### Aim:
In the text on code coverage testing, what other name is given for white box testing?

### Supplied text:
━━━━

Coverage testing in application development is often a tough, challenging, hugely complex and often thankless task, and just one of a myriad of testing tools available to developers.
Designing your application architecture in advance, providing the right tools, knowledge, training and education to your team of developers, and following the best programming principles helps developers achieve what is the ultimate goal in code testing - 100% coverage.
For the majority of projects that developers work on, code coverage is one of those increasingly difficult and time consuming daily tasks. There are many ways to cheat 100% coverage testing, such as using Snapshot testing in React, but it doesn't really get you there, nor does it achieve what code coverage is meant to achieve. Let's dig into that shall we!
What's the difference between white box and black box testing?
White box testing is a technique that is used to validate the internal structure of the code, the design, input-output flow, decisions, error handling and more. This is otherwise known as open box testing; the code is open, transparent and accessible. Parts or all of the application can be tested, with resources, classes and functions stubbed and mocked.
This is typically comprised of unit tests, and can be created using a mix of test drive development (TDD) or business driven development (BDD) tools, or plain old writing tests as you go.
Black box testing on the other hand is testing the application as unit. Unlike white box testing where the source code is accessible and transparent, in black box testing, you are testing the inputs and outputs against the entire application. This is what E2E, user story and automated environment integration tests normally focus on; testing all of the application at once.
Unit tests and code coverage
Code coverage is a manner by evaluating the source code execution against a suite of tests. This is typically extrapolated by unit test libraries with inbuilt code scanning tools, but can also be extracted with black box testing (eg. Istanbul). For the sake of simplicity, we'll refer to coverage testing as the side effect of unit testing - this is the most common testing tool used to generate code coverage.
When a test is executed, tools scan the output of the test, the code itself and other software registers that tracks application logic flow. The coverage report that is generated, indicates what part of the source code has been executed and what has not been executed. The report that is generated can indicate flow issues and decision issues that the code has, and how frequently a sequence of code, function or conditional block was executed.
Limitations on code coverage
The purpose of software testing is to validate the software and provide information about the quality of the software. What sort of tests, how tests should be created, and what they should test, is a never ending discussion between testers. Some believe that you should test the source code itself, others believe that you should only test for user behaviours. But what if the source code you write doesn't match either scenario?
Ideally tests should reflect application flow, logic and where possible, behaviours. This leaves us in a bind if our logic is inherently complex, or a considerable amount of logic is abstracted with reduced application visibility.
How exactly do we test protected and private methods - should we even attempt to do that? How do we validate user input changes in JavaScript in an Angular or React application, should we load the entire eco system and validate the HTML? But wait, isn't that something we can and should be validating with Cypress as a white box test, or even a black box test?

━━━━

### Given information:
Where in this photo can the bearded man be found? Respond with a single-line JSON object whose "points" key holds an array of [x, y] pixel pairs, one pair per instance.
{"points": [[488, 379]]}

━━━━

### Solution for this problem:
Open box testing.